EXCERPT TO READ

----------

Jack - fortunately I tend to buy at auction so my invoice will be from the sale of the named collection and as you say the recorded history of the coin will tend to start there. As I collect world coins and they are almost always in the raw state, and with Third Party Grading only just starting to gain acceptance here in Europe, it is more difficult to prove a provenance, for example the Charles I halfcrown I mentioned has a provenance that goes back about 150 years and this information certainly impacts its value so deposito's experience that NGC wouldn't just except the provenance given in the auction catalogue and that further research was required to support this was interesting - and sometimes justified! Fortunately I do have a lot of catalogues and spend much time tracking the history of individual coins so it would not surprise me if some collectors have extensive databases for their specialist area of interest and it would be a shame for this vital information to disappear, those collectors who are able to turn this knowledge into books and articles are invaluable to this 'hobby' of ours and deserve the greatest respect for their efforts.

----------

DIRECTIONS
Answer these from the post about coin provenance:
(a) Where does the writer usually buy coins?
(b) About how many years back does the provenance of the Charles I halfcrown go?
(c) In deposito's experience, what would NGC not accept without further research?

SUPPLIED INFORMATION

----------

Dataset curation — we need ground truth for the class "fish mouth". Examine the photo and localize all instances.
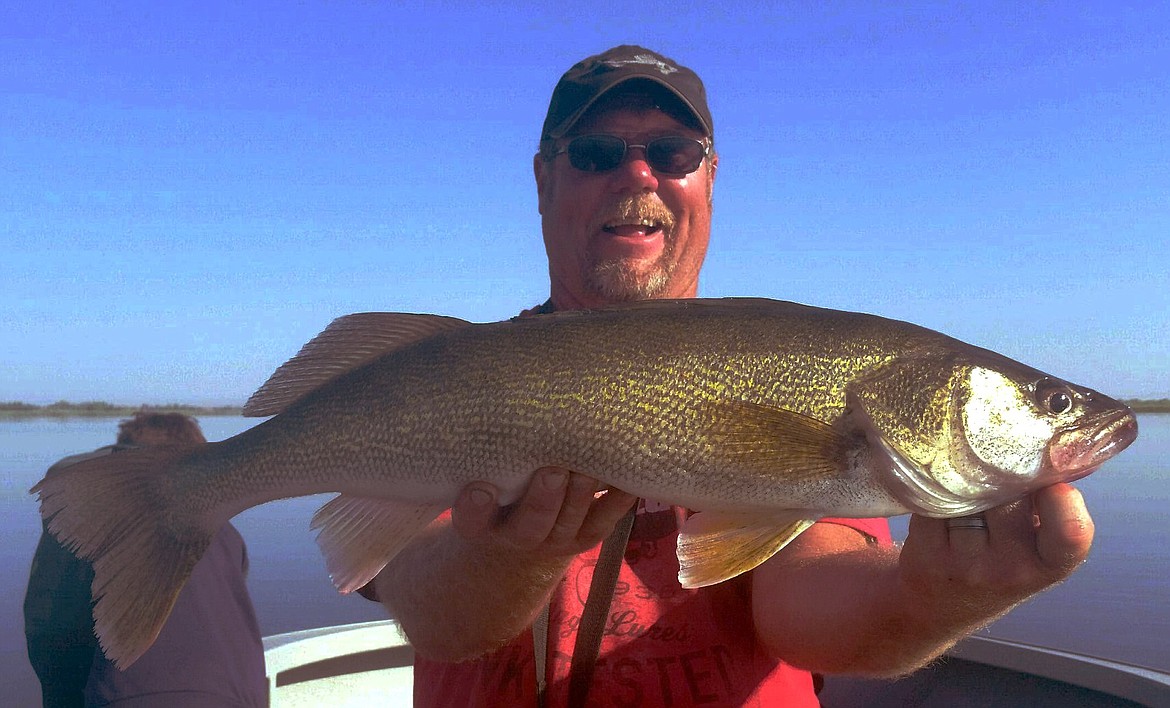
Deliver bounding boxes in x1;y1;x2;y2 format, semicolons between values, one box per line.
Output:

----------

THE OUTPUT
(a) At auction.
(b) About 150 years.
(c) The provenance given in the auction catalogue.